--- DONNÉES FOURNIES ---

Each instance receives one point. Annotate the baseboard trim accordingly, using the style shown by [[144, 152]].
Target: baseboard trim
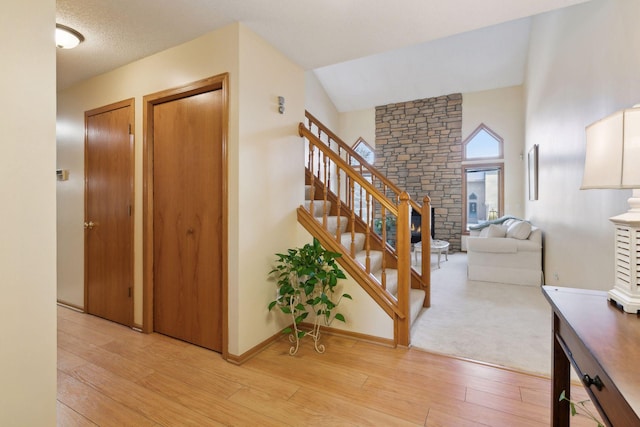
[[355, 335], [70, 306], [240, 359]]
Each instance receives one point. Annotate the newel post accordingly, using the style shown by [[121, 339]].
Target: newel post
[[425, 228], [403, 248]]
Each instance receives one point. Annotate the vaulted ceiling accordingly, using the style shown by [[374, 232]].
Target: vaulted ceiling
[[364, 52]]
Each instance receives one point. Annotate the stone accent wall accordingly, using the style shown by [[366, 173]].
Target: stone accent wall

---
--- DONNÉES FOURNIES ---

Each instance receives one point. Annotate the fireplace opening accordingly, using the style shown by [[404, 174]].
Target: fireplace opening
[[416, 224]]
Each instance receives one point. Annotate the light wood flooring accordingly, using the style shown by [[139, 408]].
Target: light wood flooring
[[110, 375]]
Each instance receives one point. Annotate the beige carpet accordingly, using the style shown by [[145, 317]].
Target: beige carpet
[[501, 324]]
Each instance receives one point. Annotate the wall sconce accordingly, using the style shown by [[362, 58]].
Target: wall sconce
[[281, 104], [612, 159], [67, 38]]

---

**CONSIGNE:** Mettez à jour les lignes comprises entre celle qui contient « Each instance receives one point. Annotate the stone » et celle qui contient « Target: stone accent wall », bornes incluses, en y remplaçant « stone » par « brick » sans rien changer d'autre. Réécrivez uniquement ces lignes.

**SOLUTION DÉTAILLÉE:**
Each instance receives one point. Annotate the brick accent wall accordingly, using the style shown by [[366, 173]].
Target: brick accent wall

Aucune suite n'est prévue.